Recently I read an article called Don't Call Yourself A Programmer. I have to admit that the article makes some very valid points and also tells some very hard truths. It is supposed to be read by junior developers but i found myself learning and realizing lots. For example the article mentions that most of the software that is being written is for internal business consumption, as something bespoke that helps a small number of users to improve a workflow. It's useful for new people in the industry to know that chances are you won't be working to the next big social media or even to anything that will be used from more than a couple of hundred users. It also reminds its readers that the point is to add business value and save money for the business. After working for almost 6 years in the industry i now know those things but having someone to remind you is somehow depressing.

- GIVEN INFORMATION:
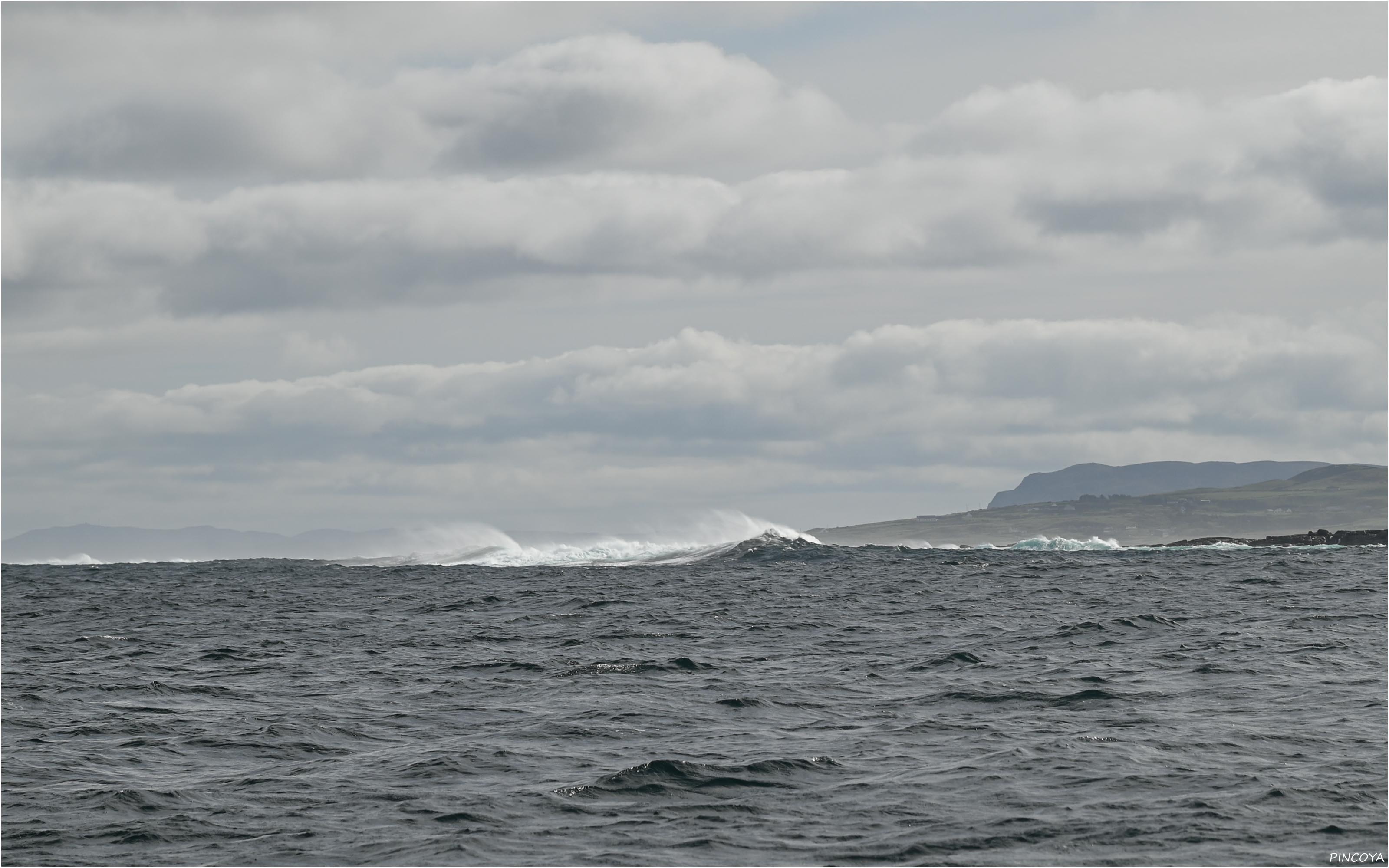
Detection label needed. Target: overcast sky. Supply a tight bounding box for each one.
[3,3,1386,536]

- WHAT IS BEING ASKED: Extend the piece above about reading "Don't Call Yourself A Programmer," picking up after its last sentence.

- RESULT:
It is depressing not because i don't want to add value, quite the contrary i love adding value to a user/business/cause. The problem that I'm having is that in order to add value, with the minimum possible cost, you need to take all sorts of shortcuts in quality and follow many debatable practices (call me Agile) in order to get there. The result is that there is little, if any, space for creativity and personal ambition and fulfillment. Micromanagement becomes the norm, technical debt is industry standard and quality is a luxury we can't afford. I see daily young talented developers getting disappointed and senior developers losing their spark. All that to add business value.
There is always a solution for the above. If you want innovation, bleeding edge technologies and fast moving companies you can always join a start-up. If that's not your thing and you are looking to cash out your experience then Investment Banking might be something to consider. The problem here, as mentioned by the article as well, is that both startups and investment banking require a lifestyle that is not made for everybody. Both require, in most cases, long hours and sacrificing work/life balance and that's something that not everyone can afford to lose. People have families, personal lives and everything in between that they care about. One ex-colleague of mine wanted, for example, to travel about 2-3 months/year in order to take photos and write books about his experiences. That's not abnormal but at the same time it leaves little space for choice. His only realistic choice is contracting (with all the uncertainty and disengagement that that road implies - in most cases).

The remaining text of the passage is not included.